_Te maken opdrachten_.
[A] Geef uit de tekst over medicatieoverdracht het deel letterlijk weer, beginnend bij "In het landelijk" en doorlopend tot en met "lasten voor zorgverleners.".
[B] Noem alle verschillende woorden in de tekst over medicatieoverdracht die met "medicatie" beginnen, elk woord één keer.
[C] Schrijf de tekst over medicatieoverdracht verder, aansluitend op de laatste zin.

_Oefentekst_.
■ ■ ■ ■ ■

2c. Medicatieoverdracht: complete medicatiegegevens nodig voor goede zorg
Een belangrijke basis voor goede farmaceutische patiëntenzorg is de beschikbaarheid
van complete en actuele medicatiegegevens voor zorgverleners en patiënten. Om dit
te realiseren is het essentieel dat medicatiegegevens kunnen worden uitgewisseld tussen
de zorginformatiesystemen van zorgverleners en de persoonlijke gezondheidsomgeving
van de patiënt.
In het landelijk Programma Medicatieoverdracht werken partijen hieraan door het implementeren
van de kwaliteitstandaard Medicatieoverdracht en bijbehorende afspraken. De doelen
zijn het voorkomen van medicatie-incidenten en daarmee het verbeteren van de medicatieveiligheid
voor patiënten en het verminderen van de administratieve lasten voor zorgverleners.
Vanwege het belang werk ik ook aan de wettelijke verplichting voor medicatieoverdracht
onder de Wet op de elektronische gegevensuitwisseling (Wegiz).10 De eerste implementatie van de elektronische uitwisseling van medicatiegegevens vindt
plaats in de Kickstartregio’s Rijnmond en Friesland.

■ ■ ■ ■ ■

_Onderzochte gegevens_.
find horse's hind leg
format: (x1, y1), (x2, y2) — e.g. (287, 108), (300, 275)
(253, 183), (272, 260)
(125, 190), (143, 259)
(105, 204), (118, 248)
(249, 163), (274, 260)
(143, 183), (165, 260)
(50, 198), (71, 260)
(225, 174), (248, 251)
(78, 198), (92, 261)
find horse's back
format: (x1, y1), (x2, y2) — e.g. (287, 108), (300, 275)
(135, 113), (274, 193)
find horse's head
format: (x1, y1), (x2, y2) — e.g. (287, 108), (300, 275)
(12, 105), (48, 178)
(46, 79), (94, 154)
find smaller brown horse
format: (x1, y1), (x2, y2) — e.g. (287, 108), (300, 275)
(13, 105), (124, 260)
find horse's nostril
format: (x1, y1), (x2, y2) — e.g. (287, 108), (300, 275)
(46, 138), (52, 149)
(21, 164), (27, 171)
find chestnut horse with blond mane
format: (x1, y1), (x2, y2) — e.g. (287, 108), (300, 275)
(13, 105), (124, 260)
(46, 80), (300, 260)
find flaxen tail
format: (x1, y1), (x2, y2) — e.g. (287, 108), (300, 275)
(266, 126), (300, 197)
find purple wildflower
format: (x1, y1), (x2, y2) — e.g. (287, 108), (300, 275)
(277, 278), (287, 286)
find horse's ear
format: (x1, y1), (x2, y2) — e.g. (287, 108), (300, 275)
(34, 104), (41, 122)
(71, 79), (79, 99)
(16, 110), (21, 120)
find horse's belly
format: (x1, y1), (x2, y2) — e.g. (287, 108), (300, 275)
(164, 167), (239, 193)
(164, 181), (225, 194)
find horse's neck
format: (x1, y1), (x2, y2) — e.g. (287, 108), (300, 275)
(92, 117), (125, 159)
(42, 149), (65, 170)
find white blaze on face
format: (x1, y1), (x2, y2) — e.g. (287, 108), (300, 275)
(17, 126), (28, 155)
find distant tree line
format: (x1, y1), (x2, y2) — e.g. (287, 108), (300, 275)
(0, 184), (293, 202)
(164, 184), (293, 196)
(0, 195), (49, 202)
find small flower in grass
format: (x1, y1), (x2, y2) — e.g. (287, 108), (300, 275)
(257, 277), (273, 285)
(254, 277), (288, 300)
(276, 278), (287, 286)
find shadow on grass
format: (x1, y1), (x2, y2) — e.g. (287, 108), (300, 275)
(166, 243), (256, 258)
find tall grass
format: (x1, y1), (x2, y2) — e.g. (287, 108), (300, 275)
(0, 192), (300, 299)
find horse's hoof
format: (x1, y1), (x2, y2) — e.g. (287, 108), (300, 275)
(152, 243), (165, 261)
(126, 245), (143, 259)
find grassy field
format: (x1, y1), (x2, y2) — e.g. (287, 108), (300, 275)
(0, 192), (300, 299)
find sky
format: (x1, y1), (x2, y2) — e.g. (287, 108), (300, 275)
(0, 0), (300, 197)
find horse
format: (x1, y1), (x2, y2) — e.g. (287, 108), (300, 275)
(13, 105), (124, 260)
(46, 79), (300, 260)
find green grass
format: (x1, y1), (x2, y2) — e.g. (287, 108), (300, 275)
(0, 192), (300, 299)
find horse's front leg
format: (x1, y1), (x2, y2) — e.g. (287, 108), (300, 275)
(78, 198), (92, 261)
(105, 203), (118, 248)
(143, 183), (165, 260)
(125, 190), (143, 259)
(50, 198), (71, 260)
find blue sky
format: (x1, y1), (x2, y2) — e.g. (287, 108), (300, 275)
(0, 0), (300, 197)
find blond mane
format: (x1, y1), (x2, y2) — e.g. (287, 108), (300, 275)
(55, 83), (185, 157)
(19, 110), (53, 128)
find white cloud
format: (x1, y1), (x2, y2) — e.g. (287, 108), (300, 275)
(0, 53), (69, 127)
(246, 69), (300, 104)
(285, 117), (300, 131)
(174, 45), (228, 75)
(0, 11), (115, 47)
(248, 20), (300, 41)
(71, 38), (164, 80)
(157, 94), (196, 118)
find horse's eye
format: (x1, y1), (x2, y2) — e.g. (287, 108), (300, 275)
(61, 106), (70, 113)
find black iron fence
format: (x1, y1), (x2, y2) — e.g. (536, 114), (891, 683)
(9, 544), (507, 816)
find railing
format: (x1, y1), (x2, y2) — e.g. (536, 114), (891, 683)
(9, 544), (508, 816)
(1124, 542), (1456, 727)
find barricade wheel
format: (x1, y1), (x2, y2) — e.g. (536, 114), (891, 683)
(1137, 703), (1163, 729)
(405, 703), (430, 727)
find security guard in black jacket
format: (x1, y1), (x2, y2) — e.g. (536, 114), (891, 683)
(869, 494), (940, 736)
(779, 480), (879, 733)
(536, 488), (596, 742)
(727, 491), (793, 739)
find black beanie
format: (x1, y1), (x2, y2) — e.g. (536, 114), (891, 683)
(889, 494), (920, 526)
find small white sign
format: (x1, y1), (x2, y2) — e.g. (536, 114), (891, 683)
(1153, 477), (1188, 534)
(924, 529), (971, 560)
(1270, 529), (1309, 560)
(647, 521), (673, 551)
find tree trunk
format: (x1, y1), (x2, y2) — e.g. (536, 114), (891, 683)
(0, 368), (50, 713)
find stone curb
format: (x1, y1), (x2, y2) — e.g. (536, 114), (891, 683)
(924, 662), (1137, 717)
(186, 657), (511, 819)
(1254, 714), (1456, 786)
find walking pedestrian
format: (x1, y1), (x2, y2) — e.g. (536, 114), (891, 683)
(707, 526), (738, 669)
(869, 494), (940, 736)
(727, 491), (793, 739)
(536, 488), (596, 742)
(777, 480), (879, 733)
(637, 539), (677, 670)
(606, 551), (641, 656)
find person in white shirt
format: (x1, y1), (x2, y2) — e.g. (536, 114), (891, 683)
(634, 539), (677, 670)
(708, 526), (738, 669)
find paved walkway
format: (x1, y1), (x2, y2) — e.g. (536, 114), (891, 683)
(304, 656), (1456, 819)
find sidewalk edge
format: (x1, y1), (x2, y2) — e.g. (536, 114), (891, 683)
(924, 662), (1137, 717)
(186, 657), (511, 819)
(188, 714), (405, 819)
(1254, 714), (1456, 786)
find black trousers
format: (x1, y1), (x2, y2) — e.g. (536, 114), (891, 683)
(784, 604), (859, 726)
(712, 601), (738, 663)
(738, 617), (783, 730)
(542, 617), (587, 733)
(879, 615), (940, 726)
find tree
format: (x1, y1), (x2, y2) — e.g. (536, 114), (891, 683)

■ ■ ■ ■ ■

_Opgeloste opgaven_.
[A]
In het landelijk Programma Medicatieoverdracht werken partijen hieraan door het implementeren
van de kwaliteitstandaard Medicatieoverdracht en bijbehorende afspraken. De doelen
zijn het voorkomen van medicatie-incidenten en daarmee het verbeteren van de medicatieveiligheid
voor patiënten en het verminderen van de administratieve lasten voor zorgverleners.

[B] Medicatieoverdracht, medicatiegegevens, medicatie-incidenten, medicatieveiligheid

[C]
Om de effecten van de implementatie van de medicatieoverdracht op de verbetering van
de medicatieveiligheid en het verminderen van administratieve lasten te kunnen toetsen
heeft mijn ambtsvoorganger het Nivel en consortium partijen11 gevraagd een zorgbrede «nulmeting medicatieoverdracht» uit te voeren en een meetinstrument
te ontwikkelen met bruikbare kwaliteitsindicatoren.
Nulmeting
De nulmeting richt zich op de stand van zaken van medicatieoverdracht. De insteek
hierbij is het zorgbreed12 meten van Onbedoelde Medicatie Discrepanties (OMD). OMD’s zijn onbedoelde afwijkingen
tussen het medicatiegebruik van de patiënt en de medicatielijst die de zorgverlener
gebruikt en verstrekt. De nulmeting brengt het percentage OMD’s in beeld, de tijd
en kosten die met het achterhalen van de medicatie-informatie zijn gemoeid en de ervaringen
van patiënten en zorgverleners.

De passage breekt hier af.